■ What needs to be done
Return each line of the records below verbatim, with nothing changed or left out.

■ Data supplied
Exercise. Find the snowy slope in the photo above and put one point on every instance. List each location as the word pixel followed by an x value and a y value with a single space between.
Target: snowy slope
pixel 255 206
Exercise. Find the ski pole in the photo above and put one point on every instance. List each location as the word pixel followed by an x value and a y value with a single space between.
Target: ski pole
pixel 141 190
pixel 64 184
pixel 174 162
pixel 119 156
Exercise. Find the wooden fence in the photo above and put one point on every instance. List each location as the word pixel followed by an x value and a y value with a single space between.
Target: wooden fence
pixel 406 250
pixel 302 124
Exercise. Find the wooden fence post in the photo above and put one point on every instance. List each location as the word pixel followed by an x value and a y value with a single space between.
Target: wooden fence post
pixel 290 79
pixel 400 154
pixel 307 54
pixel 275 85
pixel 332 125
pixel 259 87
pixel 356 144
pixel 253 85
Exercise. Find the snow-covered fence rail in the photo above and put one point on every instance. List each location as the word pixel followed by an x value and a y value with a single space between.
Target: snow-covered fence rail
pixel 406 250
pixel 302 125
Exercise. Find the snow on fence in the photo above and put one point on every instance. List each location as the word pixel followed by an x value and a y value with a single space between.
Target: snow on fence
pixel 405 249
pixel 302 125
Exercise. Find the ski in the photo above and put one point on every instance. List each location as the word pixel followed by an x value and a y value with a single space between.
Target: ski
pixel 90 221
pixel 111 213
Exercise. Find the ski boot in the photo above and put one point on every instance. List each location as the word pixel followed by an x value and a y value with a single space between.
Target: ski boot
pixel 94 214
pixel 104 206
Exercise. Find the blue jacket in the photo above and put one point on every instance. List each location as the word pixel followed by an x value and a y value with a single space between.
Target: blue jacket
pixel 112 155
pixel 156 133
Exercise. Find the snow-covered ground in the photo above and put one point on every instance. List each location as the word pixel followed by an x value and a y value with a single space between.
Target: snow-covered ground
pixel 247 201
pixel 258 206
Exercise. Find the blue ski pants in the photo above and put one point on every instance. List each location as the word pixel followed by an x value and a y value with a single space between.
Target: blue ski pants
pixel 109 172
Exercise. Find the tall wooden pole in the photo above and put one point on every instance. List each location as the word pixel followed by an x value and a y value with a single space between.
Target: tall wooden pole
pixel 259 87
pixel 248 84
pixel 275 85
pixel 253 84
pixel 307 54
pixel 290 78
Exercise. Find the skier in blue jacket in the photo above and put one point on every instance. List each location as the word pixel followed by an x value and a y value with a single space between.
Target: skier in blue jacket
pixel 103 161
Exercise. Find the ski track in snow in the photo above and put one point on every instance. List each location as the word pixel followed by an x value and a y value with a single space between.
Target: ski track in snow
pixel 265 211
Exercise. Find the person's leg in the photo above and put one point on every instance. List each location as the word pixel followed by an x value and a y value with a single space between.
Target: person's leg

■ Exercise answer
Exercise. Find the snowy slope in the photo above and put one point on every instance. List each location as the word pixel followed by an x value and a y value with a single space between.
Target: snowy slope
pixel 255 206
Exercise. Find the ski pole in the photo above and put one point on every instance. List each location as the word pixel followed by an x value and a y value with a single space between.
Target: ski pole
pixel 141 190
pixel 64 184
pixel 174 162
pixel 119 156
Exercise. Find the wooden fence in the photo above and put one point on every instance. List each location as the word pixel followed by an x value and a y value with a single space between.
Target: wooden fence
pixel 406 250
pixel 302 124
Exercise. Find the wooden fence post in the photo above and put one point on every instance. List each location as the word pixel followed by an x value and a y value with a single space between.
Target: wooden fence post
pixel 290 79
pixel 400 154
pixel 307 54
pixel 275 85
pixel 332 125
pixel 259 87
pixel 356 144
pixel 253 85
Exercise. Find the snow-covered fence rail in the photo above and put one point on every instance. List each location as the word pixel followed by an x value and a y value with a single space between.
Target: snow-covered fence rail
pixel 406 250
pixel 302 125
Exercise. Find the snow on fence in the photo above and put one point on every instance. List each location as the word pixel followed by an x value and a y value with a single space between.
Target: snow on fence
pixel 405 249
pixel 302 125
Exercise. Find the ski in the photo above and put one point on every instance. List each location as the word pixel followed by an x value and a y value with a single space between.
Target: ski
pixel 90 221
pixel 111 213
Exercise. Find the ski boot in the photo above and put one point on every instance. List each location as the word pixel followed by an x value and a y value with a single space between.
Target: ski boot
pixel 94 214
pixel 104 206
Exercise. Find the blue jacket in the photo above and put one point on every instance. List each location as the word pixel followed by an x value and a y value with a single space between.
Target: blue jacket
pixel 112 155
pixel 156 133
Exercise. Find the snow-covered ground in the photo above and put one point on every instance. List each location as the word pixel followed by an x value and a y value with a single space between.
Target: snow-covered ground
pixel 247 201
pixel 258 206
Exercise. Find the blue ski pants in the photo above and put one point on every instance. List each location as the word pixel followed by an x value and a y value with a single space between.
Target: blue ski pants
pixel 109 172
Exercise. Find the tall wooden pole in the photo above and put one point on every instance. List each location as the word pixel followed by an x value and a y value with a single space between.
Target: tall wooden pole
pixel 259 87
pixel 248 84
pixel 275 85
pixel 253 84
pixel 307 54
pixel 290 78
Exercise. Find the skier in blue jacket in the photo above and put one point on every instance. List each location as the word pixel followed by an x value and a y value with a single space between.
Target: skier in blue jacket
pixel 103 161
Exercise. Find the ski track in snow in the photo above and put one point on every instance. List each location as the word pixel followed by an x value and a y value with a single space between.
Target: ski track in snow
pixel 265 211
Exercise. Find the person's leg in the photo above and put one point on every instance. List each location as the word pixel followed by an x value and a y value with a single space between.
Target: person's leg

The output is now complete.